** BEGIN **

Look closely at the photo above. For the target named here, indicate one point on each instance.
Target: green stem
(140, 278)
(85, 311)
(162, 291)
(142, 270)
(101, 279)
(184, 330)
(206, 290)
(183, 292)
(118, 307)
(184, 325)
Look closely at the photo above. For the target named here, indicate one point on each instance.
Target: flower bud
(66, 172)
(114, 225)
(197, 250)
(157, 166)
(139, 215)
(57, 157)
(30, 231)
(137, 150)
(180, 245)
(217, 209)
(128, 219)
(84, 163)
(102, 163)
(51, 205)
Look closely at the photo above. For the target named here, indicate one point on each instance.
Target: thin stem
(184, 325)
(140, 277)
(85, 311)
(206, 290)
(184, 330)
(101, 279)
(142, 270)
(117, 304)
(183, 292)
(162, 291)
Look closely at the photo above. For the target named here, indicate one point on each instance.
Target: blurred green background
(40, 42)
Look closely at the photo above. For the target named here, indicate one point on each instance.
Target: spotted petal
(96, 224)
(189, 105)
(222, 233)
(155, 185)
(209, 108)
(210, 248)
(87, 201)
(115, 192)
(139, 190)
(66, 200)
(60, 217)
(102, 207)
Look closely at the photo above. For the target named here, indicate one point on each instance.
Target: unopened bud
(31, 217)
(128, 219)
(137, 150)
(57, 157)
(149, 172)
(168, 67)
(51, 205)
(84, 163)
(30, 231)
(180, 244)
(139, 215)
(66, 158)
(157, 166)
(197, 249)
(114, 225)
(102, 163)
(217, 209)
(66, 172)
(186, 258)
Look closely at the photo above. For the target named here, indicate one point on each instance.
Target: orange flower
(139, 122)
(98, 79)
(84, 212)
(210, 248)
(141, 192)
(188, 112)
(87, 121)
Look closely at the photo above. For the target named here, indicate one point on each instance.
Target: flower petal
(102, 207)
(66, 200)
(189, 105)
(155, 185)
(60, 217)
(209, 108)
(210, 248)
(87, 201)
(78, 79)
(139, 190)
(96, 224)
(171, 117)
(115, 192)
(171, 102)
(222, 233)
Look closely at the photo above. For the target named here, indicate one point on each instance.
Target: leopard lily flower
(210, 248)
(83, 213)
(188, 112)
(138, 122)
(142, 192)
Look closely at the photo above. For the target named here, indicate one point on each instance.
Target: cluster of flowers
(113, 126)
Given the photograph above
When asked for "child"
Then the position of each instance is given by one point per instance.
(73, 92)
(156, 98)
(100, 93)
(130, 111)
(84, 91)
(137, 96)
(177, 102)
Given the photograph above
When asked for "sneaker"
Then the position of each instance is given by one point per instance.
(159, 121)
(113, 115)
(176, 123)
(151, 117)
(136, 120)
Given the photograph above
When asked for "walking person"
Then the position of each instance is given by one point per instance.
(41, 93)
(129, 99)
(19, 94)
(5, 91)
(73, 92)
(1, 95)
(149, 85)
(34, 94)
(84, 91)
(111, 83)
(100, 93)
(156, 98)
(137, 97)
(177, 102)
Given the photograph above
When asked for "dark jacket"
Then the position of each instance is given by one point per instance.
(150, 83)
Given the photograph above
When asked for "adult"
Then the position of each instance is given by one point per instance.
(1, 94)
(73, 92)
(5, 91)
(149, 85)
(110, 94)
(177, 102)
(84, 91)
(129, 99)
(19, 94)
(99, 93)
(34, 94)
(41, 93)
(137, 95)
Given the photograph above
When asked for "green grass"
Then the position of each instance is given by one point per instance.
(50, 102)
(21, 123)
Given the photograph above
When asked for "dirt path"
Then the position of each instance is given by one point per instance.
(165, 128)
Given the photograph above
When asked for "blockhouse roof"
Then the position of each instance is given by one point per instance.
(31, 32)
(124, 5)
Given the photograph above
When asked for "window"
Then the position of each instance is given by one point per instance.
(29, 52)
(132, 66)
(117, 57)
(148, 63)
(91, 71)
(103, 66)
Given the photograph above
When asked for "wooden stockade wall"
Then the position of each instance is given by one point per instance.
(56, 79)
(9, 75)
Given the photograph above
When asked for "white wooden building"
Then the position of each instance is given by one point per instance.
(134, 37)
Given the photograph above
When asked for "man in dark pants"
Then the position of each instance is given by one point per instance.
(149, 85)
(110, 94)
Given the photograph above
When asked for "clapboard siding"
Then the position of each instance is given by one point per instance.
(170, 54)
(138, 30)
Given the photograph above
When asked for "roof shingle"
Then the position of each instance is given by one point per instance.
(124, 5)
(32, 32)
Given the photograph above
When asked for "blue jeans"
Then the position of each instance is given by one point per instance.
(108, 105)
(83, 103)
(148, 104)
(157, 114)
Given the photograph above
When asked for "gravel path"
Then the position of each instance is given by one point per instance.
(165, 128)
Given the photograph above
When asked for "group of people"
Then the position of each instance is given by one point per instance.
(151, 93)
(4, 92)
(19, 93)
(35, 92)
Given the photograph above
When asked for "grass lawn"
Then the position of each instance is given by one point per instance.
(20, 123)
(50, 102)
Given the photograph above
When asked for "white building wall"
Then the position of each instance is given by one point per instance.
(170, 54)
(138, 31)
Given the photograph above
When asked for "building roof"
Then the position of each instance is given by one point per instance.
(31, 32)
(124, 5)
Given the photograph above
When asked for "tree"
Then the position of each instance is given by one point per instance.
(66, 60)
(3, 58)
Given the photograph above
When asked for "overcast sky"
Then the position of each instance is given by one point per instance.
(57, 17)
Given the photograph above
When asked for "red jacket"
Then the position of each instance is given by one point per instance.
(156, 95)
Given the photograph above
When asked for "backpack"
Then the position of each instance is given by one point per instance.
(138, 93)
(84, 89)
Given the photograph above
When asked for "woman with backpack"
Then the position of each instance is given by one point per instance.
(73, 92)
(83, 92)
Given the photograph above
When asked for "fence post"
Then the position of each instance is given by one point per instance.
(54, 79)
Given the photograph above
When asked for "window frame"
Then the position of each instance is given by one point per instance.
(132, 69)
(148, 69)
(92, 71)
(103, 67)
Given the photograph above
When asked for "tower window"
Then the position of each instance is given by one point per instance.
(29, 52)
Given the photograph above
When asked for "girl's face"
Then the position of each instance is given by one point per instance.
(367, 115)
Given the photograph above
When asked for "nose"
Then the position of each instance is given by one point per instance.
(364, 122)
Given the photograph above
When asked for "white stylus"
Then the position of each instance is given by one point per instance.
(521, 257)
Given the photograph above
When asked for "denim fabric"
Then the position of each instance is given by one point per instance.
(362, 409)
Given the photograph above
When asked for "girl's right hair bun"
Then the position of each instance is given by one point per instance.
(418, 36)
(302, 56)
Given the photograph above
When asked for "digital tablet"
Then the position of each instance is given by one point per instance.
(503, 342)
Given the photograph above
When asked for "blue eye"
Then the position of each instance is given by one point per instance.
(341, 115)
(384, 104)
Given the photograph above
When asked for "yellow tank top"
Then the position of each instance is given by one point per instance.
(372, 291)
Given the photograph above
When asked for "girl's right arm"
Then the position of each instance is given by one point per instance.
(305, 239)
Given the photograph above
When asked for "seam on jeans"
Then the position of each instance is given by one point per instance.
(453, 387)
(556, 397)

** END **

● **GIVEN REQUEST**
Print all the data exactly.

● **CORRECT RESULT**
Look closely at the photo above. For the target named here, indicate one point on each instance.
Target: green stem
(140, 278)
(85, 311)
(162, 291)
(142, 270)
(101, 279)
(184, 330)
(206, 290)
(183, 292)
(118, 307)
(184, 325)
Look closely at the photo above. For the target named here, indicate one point on each instance.
Target: flower bud
(66, 172)
(114, 225)
(197, 250)
(157, 166)
(139, 215)
(57, 157)
(30, 231)
(137, 150)
(180, 245)
(217, 209)
(128, 219)
(84, 163)
(102, 163)
(51, 205)
Look closely at the photo above. For the target named here, indicate one point on each instance.
Target: thin stem
(184, 325)
(140, 277)
(85, 311)
(206, 290)
(184, 330)
(101, 279)
(142, 270)
(117, 304)
(183, 292)
(162, 291)
Look closely at the photo above. For the target named here, indicate one point on each instance.
Target: blurred green background
(40, 42)
Look closely at the photo above. For the target named here, indicate one point on each instance.
Target: spotted petal
(96, 224)
(189, 105)
(222, 233)
(155, 185)
(209, 108)
(210, 248)
(87, 201)
(115, 192)
(139, 190)
(66, 200)
(60, 217)
(102, 207)
Look closely at the photo above. For the target named here, indicate one point on each instance.
Target: unopened bud
(31, 217)
(128, 219)
(137, 150)
(57, 157)
(149, 172)
(168, 67)
(51, 205)
(84, 163)
(30, 231)
(180, 244)
(139, 215)
(66, 158)
(157, 166)
(197, 249)
(114, 225)
(102, 163)
(217, 209)
(66, 172)
(186, 258)
Look closely at the photo above. For the target named here, indicate one point on each instance.
Target: orange flower
(139, 122)
(98, 79)
(84, 212)
(210, 248)
(141, 192)
(188, 112)
(87, 121)
Look closely at the photo above. For the target named here, indicate one point on each instance.
Target: flower petal
(102, 207)
(66, 200)
(189, 105)
(155, 185)
(60, 217)
(209, 108)
(210, 248)
(87, 201)
(78, 79)
(139, 190)
(96, 224)
(171, 117)
(115, 192)
(171, 102)
(222, 233)
Look closely at the photo above. For the target named here, indicate one point on each instance.
Target: leopard lily flower
(210, 248)
(83, 213)
(188, 112)
(138, 122)
(142, 192)
Look closely at the photo above. For the target named here, indicate one point on each instance.
Target: cluster of flowers
(113, 126)
Given the photograph above
When asked for "child"
Then the position of each instance is given by one point per instance.
(73, 92)
(156, 98)
(100, 93)
(130, 111)
(84, 91)
(137, 96)
(177, 102)
Given the photograph above
When asked for "sneaker"
Then the position of each instance is given by one point per instance.
(159, 121)
(113, 115)
(176, 123)
(151, 117)
(136, 120)
Given the photograph above
When asked for "walking person"
Then the position of each instance is given by one point per instance.
(41, 93)
(129, 99)
(19, 94)
(5, 91)
(73, 92)
(1, 95)
(149, 85)
(34, 94)
(84, 91)
(111, 83)
(100, 93)
(156, 98)
(137, 97)
(177, 102)
Given the photograph above
When asked for "dark jacket"
Then the position of each instance is given by one point per instance.
(150, 83)
Given the photograph above
When asked for "adult"
Then the position of each instance is given by one point per instance.
(1, 94)
(73, 92)
(5, 91)
(149, 85)
(110, 94)
(177, 102)
(84, 91)
(129, 99)
(19, 94)
(99, 93)
(34, 94)
(41, 93)
(137, 95)
Given the photograph above
When asked for "green grass"
Then the position of each instance is given by one point per instance.
(50, 102)
(21, 123)
Given the photograph above
When asked for "dirt path"
Then the position of each instance is given by one point per instance.
(165, 128)
Given the photograph above
When asked for "blockhouse roof"
Then the position of each instance is given by one point per instance.
(31, 32)
(124, 5)
Given the photograph above
When asked for "window"
Then the position of each instance is given by one point per instance.
(29, 52)
(132, 66)
(117, 57)
(148, 63)
(91, 71)
(103, 66)
Given the photograph above
When asked for "wooden stockade wall"
Then the position of each instance is given by one point per instance.
(56, 79)
(9, 75)
Given the photograph above
When asked for "white wooden building"
Then the position of each instance is given by one point per instance.
(134, 37)
Given the photograph above
When asked for "man in dark pants"
Then the position of each instance is given by one point per instance.
(149, 85)
(110, 94)
Given the photograph above
When asked for "clapboard siding"
Then the position of each instance is given by one point per instance.
(170, 54)
(138, 30)
Given the photograph above
When asked for "roof shingle"
Then the position of each instance is given by one point per instance.
(124, 5)
(32, 32)
Given the photograph above
When asked for "blue jeans"
Then the position of each instance is given by one point per instance.
(108, 105)
(83, 103)
(148, 104)
(157, 114)
Given the photograph above
When asked for "gravel path"
Then the position of each instance is given by one point per instance.
(165, 128)
Given the photograph above
When asked for "group of people"
Then the position of each instance is given by one point per instance.
(151, 93)
(4, 92)
(19, 93)
(35, 92)
Given the photograph above
When asked for "grass lawn"
Then the position of each instance is given by one point per instance.
(20, 123)
(50, 102)
Given the photograph above
When asked for "white building wall"
Then the position of each instance is given by one point per instance.
(170, 54)
(138, 31)
Given the photograph above
When asked for "building roof"
Then the position of each instance is given by one point per instance.
(31, 32)
(124, 5)
Given the photograph above
When asked for "tree"
Then the position of each instance is given by one point per instance.
(66, 60)
(3, 58)
Given the photograph above
When asked for "overcast sky"
Then the position of each instance is given by one point per instance.
(57, 17)
Given the photograph above
When asked for "red jacket"
Then the position of each instance is given by one point per instance.
(156, 95)
Given the photograph above
When asked for "backpack"
Then the position of each instance is given by one point per instance.
(138, 93)
(84, 89)
Given the photograph above
When asked for "woman with backpack"
Then the position of each instance is given by one point per instance.
(73, 92)
(83, 92)
Given the photograph above
When asked for "fence post"
Then the position of each instance is given by one point per instance.
(54, 79)
Given the photograph above
When asked for "window frame"
Then the position of each instance is given by one point per instance.
(132, 69)
(148, 69)
(92, 71)
(103, 67)
Given the photograph above
When asked for "tower window"
Then the position of each instance is given by one point per instance.
(29, 52)
Given the photograph above
When asked for "girl's face"
Then the position of each instance is given by one point per instance.
(367, 115)
Given the photograph above
When asked for "nose"
Then the position of each instance is given by one point per instance.
(364, 122)
Given the photograph above
When asked for "white stylus"
Then the position of each instance is given by one point per instance.
(521, 257)
Given the photograph above
When asked for "denim fabric"
Then the position of each instance is given by one point per instance.
(362, 409)
Given the photograph above
When asked for "girl's right hair bun"
Then the position of each instance is given by one point per instance.
(418, 36)
(302, 56)
Given the photograph above
When asked for "digital tablet"
Then the position of each instance is given by one point per instance.
(503, 342)
Given the photograph above
When asked for "blue eye"
Then the position of each instance is given by one point per instance.
(341, 115)
(384, 104)
Given the photograph above
When asked for "yellow tank top"
Then the position of each instance is given by one point per instance.
(372, 291)
Given the photograph above
When asked for "girl's right arm"
Then the position of each instance is given by one point per instance.
(305, 239)
Given the photograph above
When asked for "seam on jeans"
Then the position of each instance is given by one point per instance.
(453, 387)
(556, 397)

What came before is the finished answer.